◆ Aim of the exercise: Transcribe each record below word for word.

── Raw data

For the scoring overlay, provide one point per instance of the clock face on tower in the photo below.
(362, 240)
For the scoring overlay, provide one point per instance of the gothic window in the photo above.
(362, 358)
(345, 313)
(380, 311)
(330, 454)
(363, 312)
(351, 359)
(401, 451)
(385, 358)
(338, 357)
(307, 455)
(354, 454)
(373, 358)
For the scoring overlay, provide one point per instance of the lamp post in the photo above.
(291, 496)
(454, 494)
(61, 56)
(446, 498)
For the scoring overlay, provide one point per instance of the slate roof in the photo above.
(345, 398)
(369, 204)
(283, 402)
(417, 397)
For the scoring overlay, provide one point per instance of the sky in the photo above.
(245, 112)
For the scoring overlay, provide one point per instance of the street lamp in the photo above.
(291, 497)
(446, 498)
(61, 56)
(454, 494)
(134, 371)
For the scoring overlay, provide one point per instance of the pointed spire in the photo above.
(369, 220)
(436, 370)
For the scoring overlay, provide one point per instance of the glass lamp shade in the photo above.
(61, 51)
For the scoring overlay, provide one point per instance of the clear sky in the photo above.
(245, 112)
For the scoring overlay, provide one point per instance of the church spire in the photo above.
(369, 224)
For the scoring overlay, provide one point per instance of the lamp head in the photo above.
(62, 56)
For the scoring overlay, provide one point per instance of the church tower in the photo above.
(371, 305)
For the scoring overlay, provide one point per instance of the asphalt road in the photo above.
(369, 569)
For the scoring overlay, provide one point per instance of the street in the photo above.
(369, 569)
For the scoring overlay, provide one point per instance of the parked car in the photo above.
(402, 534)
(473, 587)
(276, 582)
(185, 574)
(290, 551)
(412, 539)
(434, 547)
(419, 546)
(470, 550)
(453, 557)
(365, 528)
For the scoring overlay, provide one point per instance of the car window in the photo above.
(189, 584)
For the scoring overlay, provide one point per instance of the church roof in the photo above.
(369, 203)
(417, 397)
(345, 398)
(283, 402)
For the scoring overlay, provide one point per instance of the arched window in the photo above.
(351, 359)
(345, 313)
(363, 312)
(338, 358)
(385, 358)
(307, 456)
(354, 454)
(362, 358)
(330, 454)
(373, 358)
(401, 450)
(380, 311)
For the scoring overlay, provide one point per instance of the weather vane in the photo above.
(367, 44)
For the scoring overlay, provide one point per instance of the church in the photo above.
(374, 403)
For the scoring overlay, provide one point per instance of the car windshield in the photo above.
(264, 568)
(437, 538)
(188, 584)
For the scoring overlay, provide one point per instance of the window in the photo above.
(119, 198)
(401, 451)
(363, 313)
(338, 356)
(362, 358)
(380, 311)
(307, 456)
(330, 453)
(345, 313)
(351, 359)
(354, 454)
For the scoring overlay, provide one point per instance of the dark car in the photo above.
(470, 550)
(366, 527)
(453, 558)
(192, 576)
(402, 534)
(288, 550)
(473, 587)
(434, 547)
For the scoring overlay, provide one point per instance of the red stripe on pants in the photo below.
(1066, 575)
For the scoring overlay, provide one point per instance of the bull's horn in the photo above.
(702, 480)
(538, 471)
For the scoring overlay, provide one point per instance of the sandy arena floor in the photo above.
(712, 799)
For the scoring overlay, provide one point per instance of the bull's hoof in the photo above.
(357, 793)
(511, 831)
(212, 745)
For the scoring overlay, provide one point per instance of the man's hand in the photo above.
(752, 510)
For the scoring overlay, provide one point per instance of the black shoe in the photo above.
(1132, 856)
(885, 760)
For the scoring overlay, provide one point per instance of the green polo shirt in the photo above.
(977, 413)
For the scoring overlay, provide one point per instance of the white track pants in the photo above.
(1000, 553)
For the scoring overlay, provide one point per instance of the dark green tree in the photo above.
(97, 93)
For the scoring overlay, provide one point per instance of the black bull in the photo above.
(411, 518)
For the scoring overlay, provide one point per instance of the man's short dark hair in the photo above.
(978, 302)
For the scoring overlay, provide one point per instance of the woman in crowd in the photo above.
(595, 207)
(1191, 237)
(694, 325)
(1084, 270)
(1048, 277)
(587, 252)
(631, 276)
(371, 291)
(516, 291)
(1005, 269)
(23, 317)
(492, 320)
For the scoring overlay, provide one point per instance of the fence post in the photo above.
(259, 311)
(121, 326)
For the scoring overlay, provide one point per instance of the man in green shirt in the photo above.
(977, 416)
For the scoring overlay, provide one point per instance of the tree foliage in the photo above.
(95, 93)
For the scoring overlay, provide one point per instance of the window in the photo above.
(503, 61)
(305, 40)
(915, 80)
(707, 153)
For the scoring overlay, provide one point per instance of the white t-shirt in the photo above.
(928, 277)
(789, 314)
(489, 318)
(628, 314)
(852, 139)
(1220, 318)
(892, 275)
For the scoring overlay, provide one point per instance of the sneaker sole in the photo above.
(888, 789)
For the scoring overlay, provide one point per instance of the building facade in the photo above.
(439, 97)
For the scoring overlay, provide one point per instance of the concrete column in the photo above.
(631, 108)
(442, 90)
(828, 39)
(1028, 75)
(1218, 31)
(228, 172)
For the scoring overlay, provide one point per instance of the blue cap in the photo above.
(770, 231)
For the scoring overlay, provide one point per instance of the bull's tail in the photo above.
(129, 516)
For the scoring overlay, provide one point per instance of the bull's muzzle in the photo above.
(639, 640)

────

◆ Final answer:
For the scoring overlay, provide one point per instance of the clock face on tower in the photo below.
(362, 240)
For the scoring overlay, provide one point per instance of the gothic window in the photo above.
(362, 358)
(345, 313)
(380, 311)
(330, 454)
(363, 312)
(351, 359)
(401, 451)
(385, 358)
(338, 357)
(307, 455)
(354, 454)
(373, 358)
For the scoring overlay, provide one point per instance of the lamp post in the photo above.
(291, 496)
(454, 494)
(61, 56)
(446, 498)
For the scoring overlay, provide one point per instance of the slate roof in the photo above.
(345, 398)
(369, 204)
(283, 402)
(417, 397)
For the scoring overlay, provide one point per instance of the sky in the photo above.
(245, 112)
For the scoring overlay, provide one point per instance of the street lamp in the photo above.
(291, 497)
(446, 498)
(61, 56)
(454, 494)
(134, 371)
For the scoring overlay, provide one point per instance of the pointed spire in the photo above.
(369, 220)
(436, 370)
For the scoring overlay, provide one point per instance of the glass lamp shade in the photo above.
(61, 51)
For the scoring overlay, provide one point per instance of the clear sky in the photo above.
(245, 112)
For the scoring overlay, provide one point per instance of the church spire in the photo above.
(369, 224)
For the scoring overlay, provide one point per instance of the lamp head in the photo above.
(62, 56)
For the scoring overlay, provide one point per instance of the church tower in the photo above.
(371, 305)
For the scoring overlay, provide one point per instance of the asphalt road in the photo above.
(369, 569)
For the scoring overlay, provide one point per instance of the street in the photo above.
(369, 569)
For the scoring overlay, provide one point per instance of the parked car in the photo above.
(402, 534)
(473, 587)
(276, 582)
(185, 574)
(290, 551)
(412, 539)
(434, 547)
(419, 546)
(470, 550)
(453, 557)
(365, 528)
For the scoring overlay, provide one point per instance of the car window in the photo above.
(189, 584)
For the scoring overlay, provide one point per instance of the church roof in the photo above.
(369, 203)
(417, 397)
(345, 398)
(283, 402)
For the scoring overlay, provide one point per instance of the arched window in the photo above.
(351, 359)
(345, 313)
(363, 312)
(338, 358)
(385, 358)
(307, 456)
(354, 454)
(362, 358)
(330, 454)
(373, 358)
(401, 450)
(380, 311)
For the scoring overlay, provide one point per instance of the weather vane in the photo above.
(367, 44)
For the scoring overlay, provide one point per instance of the church in the photo above.
(374, 403)
For the scoring overlay, provide one point per instance of the car windshield in the photo above.
(264, 568)
(437, 538)
(188, 584)
For the scoring overlay, provide one point per instance of the window in the photo above.
(119, 198)
(401, 451)
(363, 313)
(338, 356)
(362, 358)
(380, 311)
(307, 456)
(330, 453)
(345, 313)
(351, 359)
(354, 454)
For the scoring overlay, provide one point per instance of the dark car in the photo above.
(470, 550)
(366, 527)
(453, 558)
(192, 576)
(402, 534)
(288, 550)
(473, 587)
(434, 547)
For the scoring overlay, provide one point per instance of the red stripe on pants in the photo below.
(1066, 575)
For the scoring overlay, provide one point per instance of the bull's horn in the photo above.
(702, 480)
(538, 471)
For the scoring overlay, provide one point per instance of the sandy arena floor in the photo above.
(712, 799)
For the scoring overlay, provide one point per instance of the bull's hoof in the photo above.
(357, 793)
(511, 831)
(212, 745)
For the scoring overlay, provide one point per instance of the man's hand in the photo above.
(752, 510)
For the scoring overlay, provide one point per instance of the black shoe in the photo above.
(1132, 856)
(885, 760)
For the scoring overlay, provide one point per instance of the green polo shirt in the photo above.
(977, 413)
For the scoring overlay, provide one point per instance of the white track pants in the photo above.
(1000, 553)
For the scoring overlay, provide one point per instance of the dark green tree in the photo above.
(97, 93)
For the scoring overlay, provide one point per instance of the black bull in the photo above.
(411, 518)
For the scoring overlay, provide one point per instance of the man's short dark hair in the photo above.
(978, 302)
For the scoring overlay, provide one point per instance of the woman in crowd in the photo above.
(595, 207)
(1191, 237)
(694, 325)
(1084, 270)
(1048, 277)
(587, 252)
(631, 276)
(371, 291)
(516, 291)
(1005, 269)
(23, 317)
(492, 320)
For the scoring overlay, provide one point per instance of the fence post in the photo above.
(259, 311)
(121, 326)
For the scoring overlay, provide one point per instance of the man in green shirt in the photo above.
(977, 416)
For the scoring overlay, provide one point per instance of the tree foliage in the photo above.
(95, 93)
For the scoring overlay, provide one point per instance of the window in the photo above.
(503, 61)
(305, 40)
(915, 80)
(707, 153)
For the scoring overlay, provide one point per instance of the white t-shirt in the photo above.
(928, 277)
(789, 314)
(489, 318)
(628, 314)
(852, 139)
(1220, 318)
(892, 275)
For the scoring overlay, provide one point per instance of the sneaker sole in the photo above.
(888, 789)
For the scoring overlay, provide one point per instance of the building facade in the photo above.
(439, 97)
For the scoring overlay, provide one point per instance of the concrete column in the photo above.
(631, 108)
(442, 90)
(828, 39)
(1028, 75)
(1218, 31)
(228, 172)
For the scoring overlay, provide one point per instance of the blue cap in the photo above.
(770, 231)
For the scoring overlay, provide one point per instance of the bull's tail in the photo above.
(129, 516)
For the scoring overlay, provide one point per instance of the bull's muzzle in the photo above.
(639, 640)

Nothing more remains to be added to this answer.